Exercise details:
Copy out, in full, every line of the data below that contains the string "puppy".
[start Data for the task]
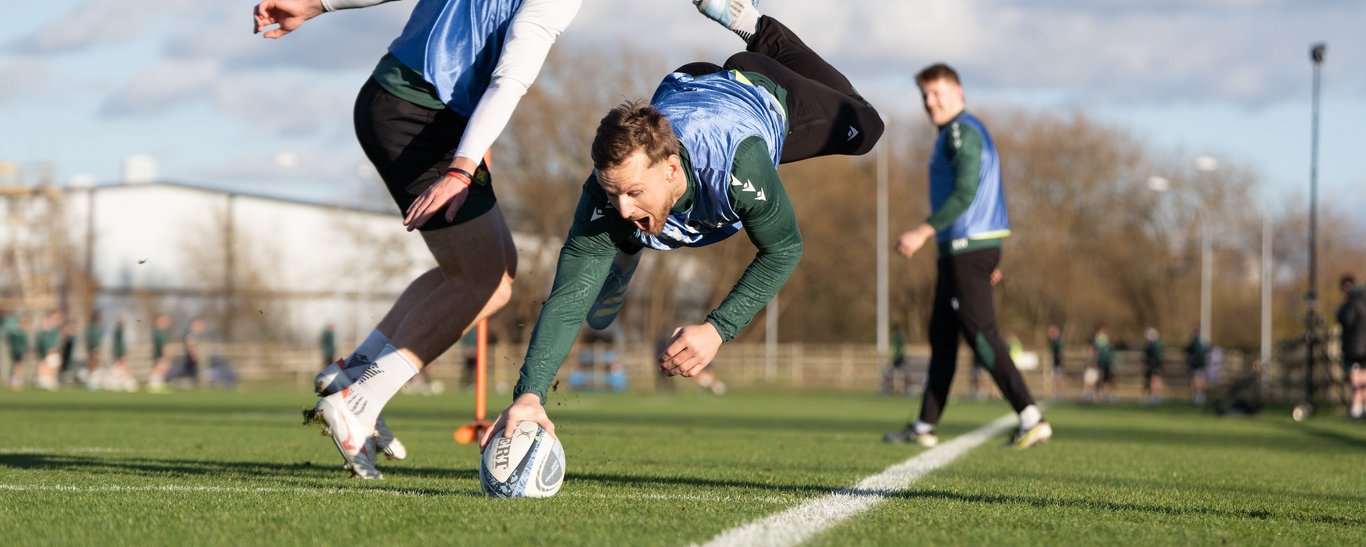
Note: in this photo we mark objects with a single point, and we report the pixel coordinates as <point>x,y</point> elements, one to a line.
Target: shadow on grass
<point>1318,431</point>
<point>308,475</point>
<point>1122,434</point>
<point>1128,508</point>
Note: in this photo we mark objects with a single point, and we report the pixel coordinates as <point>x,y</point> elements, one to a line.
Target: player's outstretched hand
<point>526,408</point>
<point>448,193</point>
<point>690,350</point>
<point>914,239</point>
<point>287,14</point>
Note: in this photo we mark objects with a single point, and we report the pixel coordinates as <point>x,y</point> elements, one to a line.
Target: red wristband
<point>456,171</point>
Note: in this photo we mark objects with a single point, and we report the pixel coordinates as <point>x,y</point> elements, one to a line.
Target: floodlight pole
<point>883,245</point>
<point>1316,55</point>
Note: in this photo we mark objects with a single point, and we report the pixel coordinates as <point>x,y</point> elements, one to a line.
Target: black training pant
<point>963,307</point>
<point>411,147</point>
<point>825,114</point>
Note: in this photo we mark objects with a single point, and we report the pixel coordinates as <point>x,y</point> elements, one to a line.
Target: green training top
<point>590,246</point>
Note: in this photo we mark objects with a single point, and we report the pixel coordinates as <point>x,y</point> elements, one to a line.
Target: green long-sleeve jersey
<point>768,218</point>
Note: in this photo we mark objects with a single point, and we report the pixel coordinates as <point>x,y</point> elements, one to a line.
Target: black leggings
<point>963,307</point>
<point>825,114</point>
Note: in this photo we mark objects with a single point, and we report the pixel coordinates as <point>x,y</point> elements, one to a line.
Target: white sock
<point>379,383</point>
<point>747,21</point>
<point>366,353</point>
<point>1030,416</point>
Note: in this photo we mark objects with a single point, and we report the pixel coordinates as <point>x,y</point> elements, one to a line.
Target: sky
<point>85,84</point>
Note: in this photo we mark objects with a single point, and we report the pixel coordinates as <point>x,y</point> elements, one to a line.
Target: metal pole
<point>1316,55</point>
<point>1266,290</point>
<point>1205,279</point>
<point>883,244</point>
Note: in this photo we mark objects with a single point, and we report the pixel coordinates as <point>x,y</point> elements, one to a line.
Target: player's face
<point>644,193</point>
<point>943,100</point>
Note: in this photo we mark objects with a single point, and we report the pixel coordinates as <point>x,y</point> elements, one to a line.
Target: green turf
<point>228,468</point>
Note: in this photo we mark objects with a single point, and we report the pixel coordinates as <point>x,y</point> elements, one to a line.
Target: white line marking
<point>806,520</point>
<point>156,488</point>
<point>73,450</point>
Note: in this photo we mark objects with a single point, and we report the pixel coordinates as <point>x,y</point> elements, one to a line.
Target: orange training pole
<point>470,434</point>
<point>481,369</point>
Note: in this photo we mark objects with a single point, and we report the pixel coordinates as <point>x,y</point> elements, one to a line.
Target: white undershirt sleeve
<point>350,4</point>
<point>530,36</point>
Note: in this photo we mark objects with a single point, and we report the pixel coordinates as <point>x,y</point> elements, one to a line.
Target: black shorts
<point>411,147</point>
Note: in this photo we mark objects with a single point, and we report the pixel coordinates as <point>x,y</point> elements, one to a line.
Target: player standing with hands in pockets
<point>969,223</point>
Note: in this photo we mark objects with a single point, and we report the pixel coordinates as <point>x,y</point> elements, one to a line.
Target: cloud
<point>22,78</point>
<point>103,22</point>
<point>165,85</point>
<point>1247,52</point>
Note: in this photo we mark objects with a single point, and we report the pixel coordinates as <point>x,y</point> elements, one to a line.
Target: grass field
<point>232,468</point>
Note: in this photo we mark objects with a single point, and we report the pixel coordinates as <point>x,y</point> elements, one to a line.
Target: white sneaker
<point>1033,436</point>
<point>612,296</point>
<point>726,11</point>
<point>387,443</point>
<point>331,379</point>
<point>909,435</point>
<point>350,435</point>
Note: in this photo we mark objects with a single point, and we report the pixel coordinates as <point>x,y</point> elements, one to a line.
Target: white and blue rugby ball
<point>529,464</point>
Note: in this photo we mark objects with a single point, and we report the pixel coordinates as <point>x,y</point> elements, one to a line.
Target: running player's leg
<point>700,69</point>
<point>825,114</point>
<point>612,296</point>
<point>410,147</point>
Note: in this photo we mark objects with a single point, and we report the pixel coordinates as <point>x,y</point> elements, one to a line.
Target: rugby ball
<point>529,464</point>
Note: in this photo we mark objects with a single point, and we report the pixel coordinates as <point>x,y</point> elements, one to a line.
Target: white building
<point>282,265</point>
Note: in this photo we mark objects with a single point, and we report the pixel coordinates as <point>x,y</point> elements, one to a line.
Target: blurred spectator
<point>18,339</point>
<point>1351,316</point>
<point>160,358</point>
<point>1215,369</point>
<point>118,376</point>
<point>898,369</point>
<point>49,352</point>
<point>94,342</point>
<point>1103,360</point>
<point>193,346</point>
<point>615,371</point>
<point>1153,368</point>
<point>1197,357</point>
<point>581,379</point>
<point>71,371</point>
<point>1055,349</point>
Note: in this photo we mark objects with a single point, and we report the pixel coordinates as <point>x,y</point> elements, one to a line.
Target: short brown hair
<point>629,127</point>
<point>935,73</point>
[end Data for the task]
[start Data for the task]
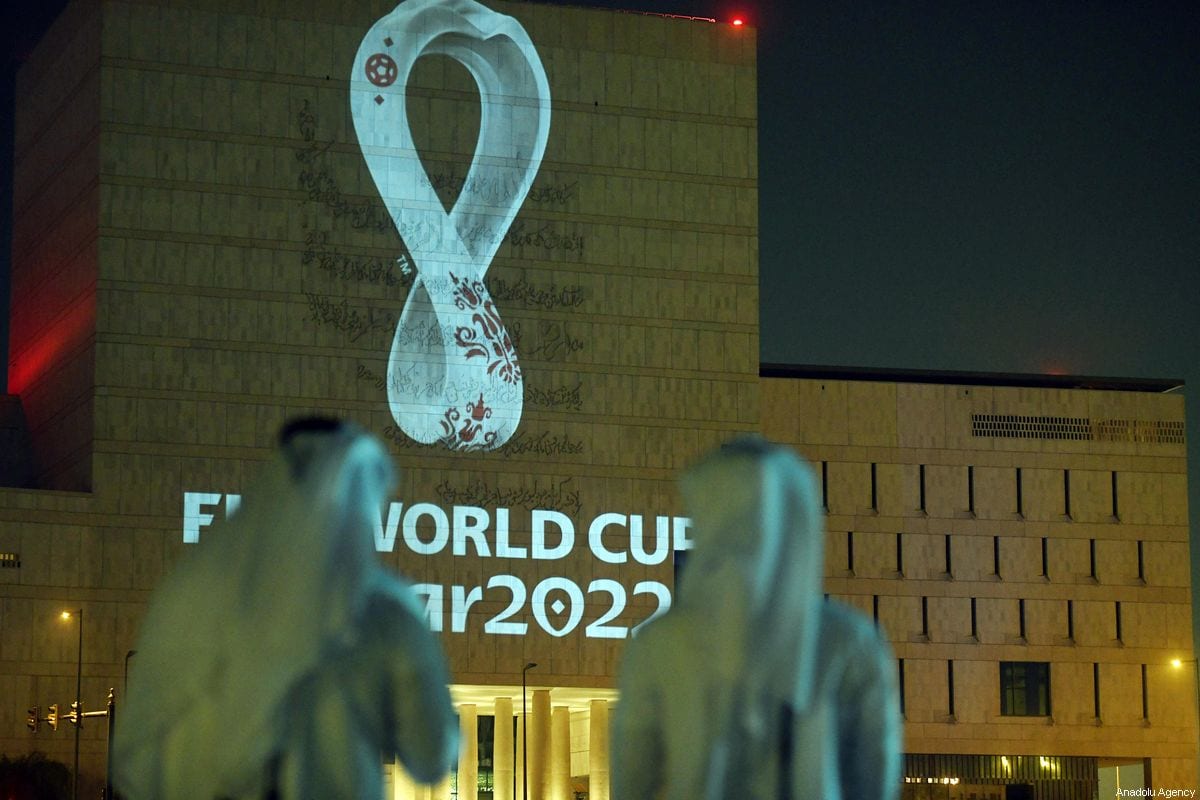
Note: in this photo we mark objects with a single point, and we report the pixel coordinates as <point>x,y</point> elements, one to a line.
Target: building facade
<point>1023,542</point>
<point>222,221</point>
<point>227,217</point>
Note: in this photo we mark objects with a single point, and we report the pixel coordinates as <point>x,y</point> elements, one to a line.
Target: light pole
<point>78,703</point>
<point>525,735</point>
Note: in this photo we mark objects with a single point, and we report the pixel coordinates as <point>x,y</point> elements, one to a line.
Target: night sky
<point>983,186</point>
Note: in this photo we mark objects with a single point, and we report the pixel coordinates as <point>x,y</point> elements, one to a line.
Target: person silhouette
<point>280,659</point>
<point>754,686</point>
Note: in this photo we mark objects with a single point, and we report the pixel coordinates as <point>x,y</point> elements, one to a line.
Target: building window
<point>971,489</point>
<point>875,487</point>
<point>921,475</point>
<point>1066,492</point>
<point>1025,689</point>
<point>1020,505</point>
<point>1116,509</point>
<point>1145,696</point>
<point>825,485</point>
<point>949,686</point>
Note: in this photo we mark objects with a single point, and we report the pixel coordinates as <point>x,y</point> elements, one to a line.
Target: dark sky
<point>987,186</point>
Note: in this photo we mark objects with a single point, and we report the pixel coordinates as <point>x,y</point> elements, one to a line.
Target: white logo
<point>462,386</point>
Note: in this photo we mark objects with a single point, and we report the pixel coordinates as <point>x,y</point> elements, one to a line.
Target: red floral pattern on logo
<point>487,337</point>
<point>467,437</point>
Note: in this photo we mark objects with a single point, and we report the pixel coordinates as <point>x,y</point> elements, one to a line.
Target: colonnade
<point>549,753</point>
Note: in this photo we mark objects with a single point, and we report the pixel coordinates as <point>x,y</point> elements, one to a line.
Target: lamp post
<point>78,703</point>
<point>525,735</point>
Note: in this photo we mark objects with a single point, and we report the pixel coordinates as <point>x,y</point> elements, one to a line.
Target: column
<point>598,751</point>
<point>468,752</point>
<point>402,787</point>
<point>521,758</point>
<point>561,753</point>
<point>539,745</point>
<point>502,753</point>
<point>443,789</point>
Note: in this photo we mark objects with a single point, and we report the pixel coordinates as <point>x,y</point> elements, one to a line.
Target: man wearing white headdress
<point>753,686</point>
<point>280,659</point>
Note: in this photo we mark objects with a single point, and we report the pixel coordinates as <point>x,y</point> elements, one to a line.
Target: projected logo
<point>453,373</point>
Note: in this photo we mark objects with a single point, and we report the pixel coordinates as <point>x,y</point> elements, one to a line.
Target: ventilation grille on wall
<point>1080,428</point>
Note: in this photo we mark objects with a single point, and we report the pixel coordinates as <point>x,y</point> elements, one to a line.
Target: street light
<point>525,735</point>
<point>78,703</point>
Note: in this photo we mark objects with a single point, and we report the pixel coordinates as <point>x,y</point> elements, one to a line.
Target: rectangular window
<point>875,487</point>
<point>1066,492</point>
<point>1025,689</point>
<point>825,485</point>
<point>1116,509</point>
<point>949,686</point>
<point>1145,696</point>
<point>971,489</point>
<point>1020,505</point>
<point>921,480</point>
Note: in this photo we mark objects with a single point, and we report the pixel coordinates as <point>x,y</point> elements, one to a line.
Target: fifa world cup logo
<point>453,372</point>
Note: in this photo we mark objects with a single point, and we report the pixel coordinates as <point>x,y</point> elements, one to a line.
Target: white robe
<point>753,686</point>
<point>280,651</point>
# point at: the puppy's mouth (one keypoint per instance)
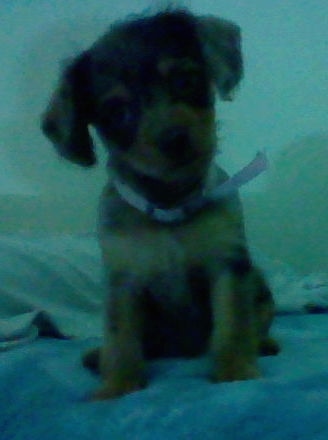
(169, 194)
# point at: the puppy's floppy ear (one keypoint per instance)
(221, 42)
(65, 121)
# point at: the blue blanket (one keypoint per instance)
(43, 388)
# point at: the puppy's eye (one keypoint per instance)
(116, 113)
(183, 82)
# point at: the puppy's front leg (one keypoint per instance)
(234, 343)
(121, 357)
[end Data for the task]
[start Data for the task]
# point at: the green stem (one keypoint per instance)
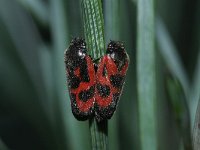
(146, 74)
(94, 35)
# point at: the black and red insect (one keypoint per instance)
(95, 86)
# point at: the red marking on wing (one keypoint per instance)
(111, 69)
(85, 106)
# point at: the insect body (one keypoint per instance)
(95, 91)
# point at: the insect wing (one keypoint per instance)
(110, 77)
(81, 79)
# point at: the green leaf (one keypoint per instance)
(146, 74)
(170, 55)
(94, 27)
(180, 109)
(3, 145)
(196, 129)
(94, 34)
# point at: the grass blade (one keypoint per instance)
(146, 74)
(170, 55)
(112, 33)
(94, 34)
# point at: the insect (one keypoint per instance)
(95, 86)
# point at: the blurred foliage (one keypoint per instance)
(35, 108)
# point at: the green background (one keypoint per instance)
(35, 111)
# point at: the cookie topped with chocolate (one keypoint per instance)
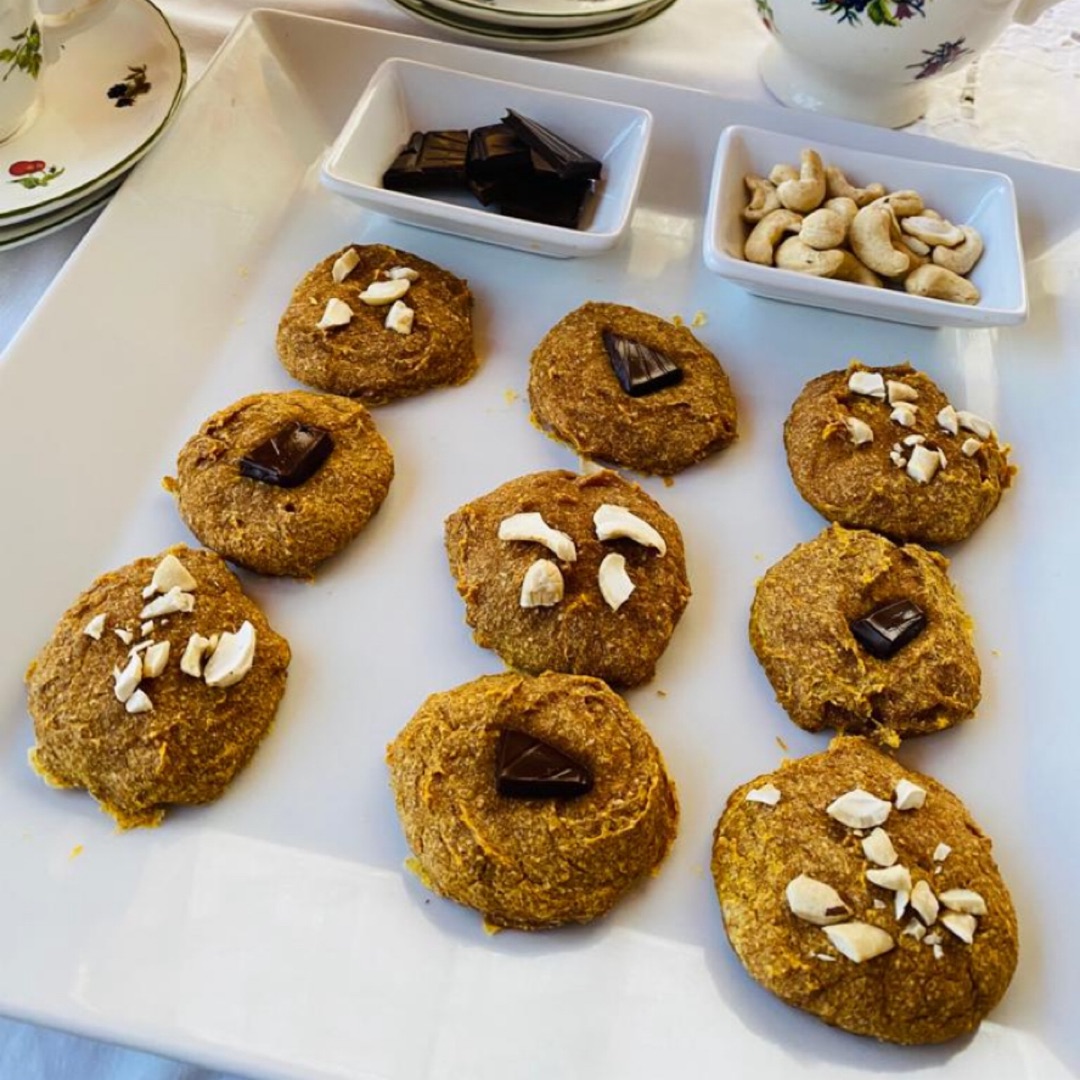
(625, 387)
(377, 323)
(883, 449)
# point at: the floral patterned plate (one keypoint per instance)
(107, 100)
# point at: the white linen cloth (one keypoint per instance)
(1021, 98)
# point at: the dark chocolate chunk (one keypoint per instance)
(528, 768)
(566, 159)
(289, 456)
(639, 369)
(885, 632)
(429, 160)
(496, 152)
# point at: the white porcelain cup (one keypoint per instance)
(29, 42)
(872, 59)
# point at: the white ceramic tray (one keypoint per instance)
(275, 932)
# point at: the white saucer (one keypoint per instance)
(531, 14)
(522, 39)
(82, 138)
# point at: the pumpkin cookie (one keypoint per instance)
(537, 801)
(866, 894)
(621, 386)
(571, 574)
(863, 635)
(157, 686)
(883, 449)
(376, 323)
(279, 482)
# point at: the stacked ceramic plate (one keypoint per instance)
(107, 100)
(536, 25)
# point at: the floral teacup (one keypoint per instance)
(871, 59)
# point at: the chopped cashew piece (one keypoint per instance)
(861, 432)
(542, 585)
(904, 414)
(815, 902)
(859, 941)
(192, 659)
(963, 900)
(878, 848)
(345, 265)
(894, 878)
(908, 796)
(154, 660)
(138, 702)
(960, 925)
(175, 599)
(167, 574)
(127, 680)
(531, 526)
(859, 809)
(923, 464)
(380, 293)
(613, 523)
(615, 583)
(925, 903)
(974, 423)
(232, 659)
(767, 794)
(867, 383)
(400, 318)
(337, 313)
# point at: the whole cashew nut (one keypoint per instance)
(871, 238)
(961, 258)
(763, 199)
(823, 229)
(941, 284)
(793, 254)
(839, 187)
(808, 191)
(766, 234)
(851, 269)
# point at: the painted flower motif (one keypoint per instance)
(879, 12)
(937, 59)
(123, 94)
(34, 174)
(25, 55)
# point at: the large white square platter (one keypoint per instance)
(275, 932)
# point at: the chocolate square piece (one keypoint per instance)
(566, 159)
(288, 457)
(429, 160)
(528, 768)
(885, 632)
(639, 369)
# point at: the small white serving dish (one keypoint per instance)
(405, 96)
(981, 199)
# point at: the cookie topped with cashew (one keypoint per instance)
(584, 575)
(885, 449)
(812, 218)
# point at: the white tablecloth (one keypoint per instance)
[end Data for the task]
Correct output:
# point at: the puppy's mouth (one keypoint per instance)
# point at: the puppy's floppy ear (one keypoint per instance)
# point at: the puppy's eye (one keypoint per instance)
# point at: the puppy's front leg (one keypoint per instance)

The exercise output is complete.